__Document excerpt__:
________

When I left, you wouldn't look me in the eye.
I was fool, fool to my mood.
I ate my pills day after day, unable to see.'
One could say that the novel unfolds in lines and stanzas, rather than sequential prose paragraphs that disappear in the narrative flow they are meant to serve, although this does not so much make it a kind of prose poem as provoke us into considering the sometimes fine line between prose and verse, fiction and poetry. Why can't a novel proceed via evocative, carefully crafted sentences rather than routine, narrative-bearing paragraphs? At what point does the novelist leave to the poet the care and tending of language at its most fundamental level, the habitation of the word, the phrase, the sentence?
Much of what The Blue of Her Body is "about" is expressed in the first-quoted passage above: "She has chosen birds over the soft other." The novel's unnamed narrator has broken up with her lover in the city and moved into the country to work at an aviary. In her isolation, she considers her own history of depression, broods on her relationship with her mother (also a depressive) and her failed relationship with Kate, and takes the opportunity to further cultivate her love of animals. The novel in effect chronicles the narrator's convalescence, concluding with a variation on Emily Dickinson: "Hope is a damaged bird. She heals and then stays..."

________

__Work instruction__: Reproduce the passage on The Blue of Her Body word for word, starting at "I was fool, fool" and ending at "phrase, the sentence?".

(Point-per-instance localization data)
________

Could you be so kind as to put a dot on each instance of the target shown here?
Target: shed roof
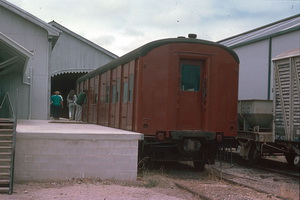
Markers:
(277, 28)
(13, 57)
(52, 31)
(66, 30)
(287, 54)
(143, 50)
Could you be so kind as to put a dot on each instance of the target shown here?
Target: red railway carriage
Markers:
(181, 93)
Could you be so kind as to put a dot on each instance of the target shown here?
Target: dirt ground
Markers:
(163, 184)
(87, 189)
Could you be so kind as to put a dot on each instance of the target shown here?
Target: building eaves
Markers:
(52, 31)
(66, 30)
(268, 31)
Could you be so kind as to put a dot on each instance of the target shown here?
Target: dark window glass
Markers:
(107, 94)
(131, 84)
(114, 94)
(190, 77)
(125, 92)
(118, 89)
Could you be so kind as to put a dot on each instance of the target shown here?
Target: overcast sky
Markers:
(123, 25)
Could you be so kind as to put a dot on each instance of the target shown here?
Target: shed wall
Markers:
(34, 39)
(73, 55)
(255, 77)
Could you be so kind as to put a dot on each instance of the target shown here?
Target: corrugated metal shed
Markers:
(75, 54)
(274, 29)
(26, 42)
(256, 48)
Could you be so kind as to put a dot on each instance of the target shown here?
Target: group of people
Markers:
(74, 103)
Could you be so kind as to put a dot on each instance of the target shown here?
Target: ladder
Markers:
(7, 151)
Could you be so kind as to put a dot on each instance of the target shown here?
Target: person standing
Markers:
(56, 104)
(71, 98)
(78, 103)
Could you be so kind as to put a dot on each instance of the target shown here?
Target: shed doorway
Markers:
(64, 83)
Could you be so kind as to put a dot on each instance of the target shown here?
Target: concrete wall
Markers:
(54, 156)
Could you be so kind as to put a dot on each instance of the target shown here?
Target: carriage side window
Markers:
(107, 94)
(114, 94)
(118, 89)
(131, 84)
(190, 76)
(125, 92)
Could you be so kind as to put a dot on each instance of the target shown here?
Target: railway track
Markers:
(231, 182)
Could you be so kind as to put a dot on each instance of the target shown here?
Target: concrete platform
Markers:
(58, 150)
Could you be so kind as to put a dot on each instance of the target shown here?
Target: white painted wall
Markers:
(254, 64)
(35, 39)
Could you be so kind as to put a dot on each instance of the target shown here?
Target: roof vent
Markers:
(192, 35)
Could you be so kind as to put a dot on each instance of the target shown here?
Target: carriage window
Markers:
(114, 94)
(107, 94)
(131, 84)
(118, 89)
(125, 92)
(190, 77)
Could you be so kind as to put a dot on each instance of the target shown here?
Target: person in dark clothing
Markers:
(56, 104)
(78, 103)
(71, 98)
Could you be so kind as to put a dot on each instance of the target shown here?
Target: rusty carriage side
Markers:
(181, 93)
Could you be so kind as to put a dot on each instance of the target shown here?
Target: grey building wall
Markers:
(256, 49)
(33, 97)
(73, 53)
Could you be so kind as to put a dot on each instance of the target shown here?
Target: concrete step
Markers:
(4, 181)
(6, 125)
(4, 189)
(4, 166)
(6, 130)
(5, 147)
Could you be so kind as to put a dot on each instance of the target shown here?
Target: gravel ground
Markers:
(165, 184)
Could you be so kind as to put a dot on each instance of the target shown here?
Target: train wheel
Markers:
(199, 165)
(290, 159)
(293, 160)
(252, 156)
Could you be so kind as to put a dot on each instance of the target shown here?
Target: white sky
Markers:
(123, 25)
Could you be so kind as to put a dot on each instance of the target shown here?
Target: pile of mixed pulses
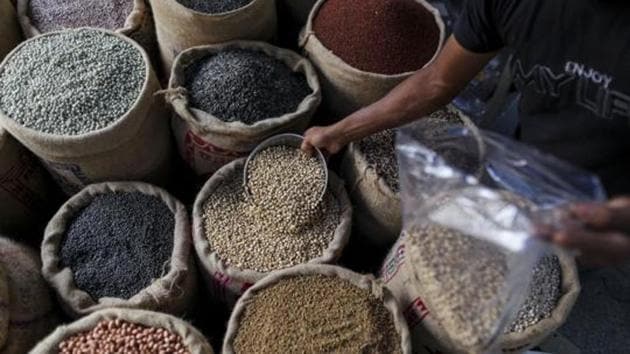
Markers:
(316, 314)
(282, 223)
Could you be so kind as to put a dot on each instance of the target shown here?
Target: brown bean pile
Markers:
(316, 314)
(119, 336)
(254, 236)
(459, 275)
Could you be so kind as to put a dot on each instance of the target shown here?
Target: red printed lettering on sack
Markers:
(393, 264)
(198, 147)
(13, 183)
(220, 283)
(416, 312)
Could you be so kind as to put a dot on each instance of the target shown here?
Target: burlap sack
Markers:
(10, 33)
(226, 283)
(173, 293)
(299, 10)
(179, 28)
(28, 311)
(205, 141)
(137, 146)
(362, 281)
(139, 23)
(194, 341)
(25, 188)
(345, 88)
(428, 336)
(377, 212)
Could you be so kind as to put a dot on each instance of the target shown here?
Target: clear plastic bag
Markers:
(472, 201)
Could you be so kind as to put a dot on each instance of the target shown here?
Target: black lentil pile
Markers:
(380, 152)
(53, 15)
(244, 85)
(214, 6)
(118, 244)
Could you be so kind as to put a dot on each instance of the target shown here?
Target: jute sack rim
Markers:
(308, 34)
(367, 282)
(534, 334)
(218, 15)
(4, 137)
(367, 172)
(134, 20)
(5, 312)
(194, 341)
(78, 302)
(101, 140)
(210, 259)
(205, 123)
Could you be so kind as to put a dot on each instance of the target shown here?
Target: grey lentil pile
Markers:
(316, 314)
(214, 6)
(118, 244)
(295, 195)
(245, 238)
(459, 275)
(72, 82)
(53, 15)
(118, 336)
(543, 295)
(244, 85)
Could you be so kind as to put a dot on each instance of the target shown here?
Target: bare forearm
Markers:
(419, 95)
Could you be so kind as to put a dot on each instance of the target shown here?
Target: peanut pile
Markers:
(119, 336)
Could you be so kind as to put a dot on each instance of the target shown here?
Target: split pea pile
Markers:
(72, 82)
(379, 149)
(249, 235)
(118, 244)
(244, 85)
(118, 336)
(214, 6)
(53, 15)
(294, 198)
(316, 314)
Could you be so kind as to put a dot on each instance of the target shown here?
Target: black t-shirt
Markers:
(572, 66)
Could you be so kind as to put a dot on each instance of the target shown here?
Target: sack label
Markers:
(393, 263)
(14, 182)
(205, 157)
(70, 177)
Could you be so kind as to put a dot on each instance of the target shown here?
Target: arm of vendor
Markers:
(572, 68)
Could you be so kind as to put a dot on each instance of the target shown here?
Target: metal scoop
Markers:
(292, 140)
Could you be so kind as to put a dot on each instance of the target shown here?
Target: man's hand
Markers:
(603, 238)
(325, 139)
(421, 94)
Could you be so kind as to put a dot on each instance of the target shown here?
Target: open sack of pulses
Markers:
(473, 237)
(278, 220)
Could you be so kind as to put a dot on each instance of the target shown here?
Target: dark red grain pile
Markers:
(379, 36)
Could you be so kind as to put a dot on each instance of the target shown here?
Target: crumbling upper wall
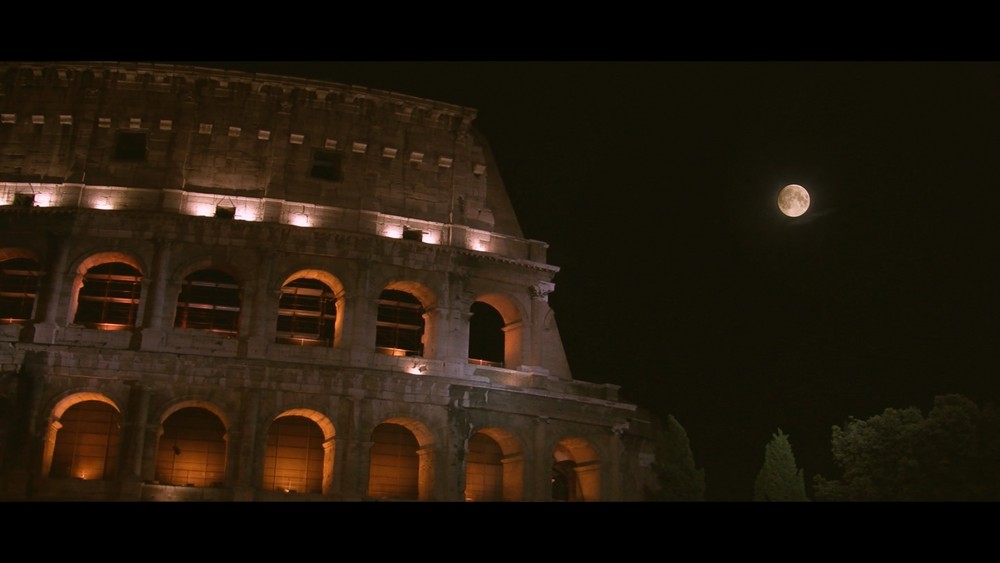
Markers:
(252, 135)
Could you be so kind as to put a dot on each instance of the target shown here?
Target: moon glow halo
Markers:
(793, 200)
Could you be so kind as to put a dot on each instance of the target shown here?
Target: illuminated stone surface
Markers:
(290, 408)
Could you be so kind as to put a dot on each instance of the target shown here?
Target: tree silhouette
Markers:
(675, 469)
(952, 454)
(779, 479)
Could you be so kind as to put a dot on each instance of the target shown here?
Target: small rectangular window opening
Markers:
(326, 166)
(24, 200)
(131, 146)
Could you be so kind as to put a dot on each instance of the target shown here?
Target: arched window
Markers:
(484, 469)
(109, 297)
(400, 326)
(209, 300)
(395, 465)
(87, 442)
(192, 450)
(486, 338)
(293, 458)
(19, 279)
(307, 313)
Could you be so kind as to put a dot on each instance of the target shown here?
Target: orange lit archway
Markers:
(299, 453)
(82, 439)
(401, 461)
(192, 448)
(494, 467)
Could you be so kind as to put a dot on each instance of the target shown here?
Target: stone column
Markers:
(242, 462)
(539, 310)
(426, 482)
(48, 447)
(264, 310)
(51, 294)
(539, 468)
(329, 455)
(133, 437)
(588, 477)
(513, 477)
(154, 331)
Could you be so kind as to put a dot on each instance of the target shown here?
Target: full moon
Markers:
(793, 200)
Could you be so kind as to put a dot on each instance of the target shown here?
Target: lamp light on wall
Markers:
(103, 202)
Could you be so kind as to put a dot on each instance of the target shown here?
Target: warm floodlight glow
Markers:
(793, 200)
(299, 220)
(103, 202)
(416, 368)
(43, 200)
(202, 209)
(392, 231)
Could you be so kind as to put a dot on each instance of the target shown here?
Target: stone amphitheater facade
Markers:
(230, 286)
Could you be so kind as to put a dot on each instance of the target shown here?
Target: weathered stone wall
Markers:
(57, 139)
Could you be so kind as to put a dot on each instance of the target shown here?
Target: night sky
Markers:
(655, 183)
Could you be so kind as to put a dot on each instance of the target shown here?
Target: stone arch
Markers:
(576, 471)
(93, 259)
(225, 312)
(512, 313)
(299, 451)
(336, 288)
(401, 460)
(10, 253)
(192, 445)
(106, 439)
(20, 281)
(398, 330)
(494, 467)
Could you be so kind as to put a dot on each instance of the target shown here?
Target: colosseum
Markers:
(229, 286)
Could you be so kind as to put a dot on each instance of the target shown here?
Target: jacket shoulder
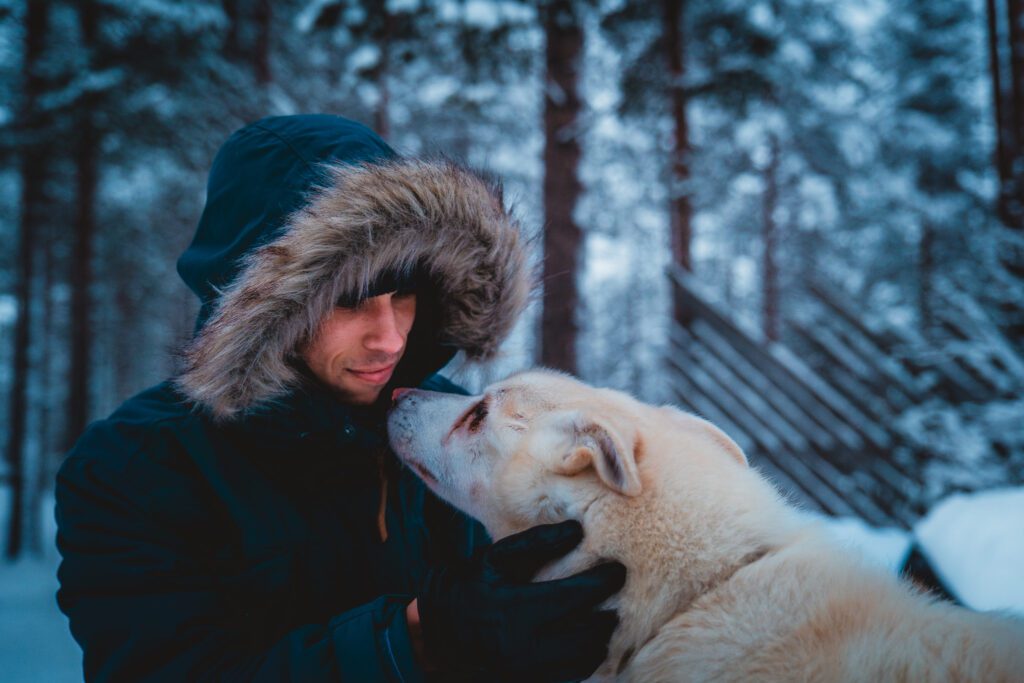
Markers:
(137, 461)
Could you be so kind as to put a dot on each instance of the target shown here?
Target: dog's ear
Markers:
(596, 444)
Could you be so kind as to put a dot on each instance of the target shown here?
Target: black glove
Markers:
(484, 616)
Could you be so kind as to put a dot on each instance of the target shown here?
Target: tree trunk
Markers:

________

__Exercise result__:
I was fool, fool to my mood.
I ate my pills day after day, unable to see.'
One could say that the novel unfolds in lines and stanzas, rather than sequential prose paragraphs that disappear in the narrative flow they are meant to serve, although this does not so much make it a kind of prose poem as provoke us into considering the sometimes fine line between prose and verse, fiction and poetry. Why can't a novel proceed via evocative, carefully crafted sentences rather than routine, narrative-bearing paragraphs? At what point does the novelist leave to the poet the care and tending of language at its most fundamental level, the habitation of the word, the phrase, the sentence?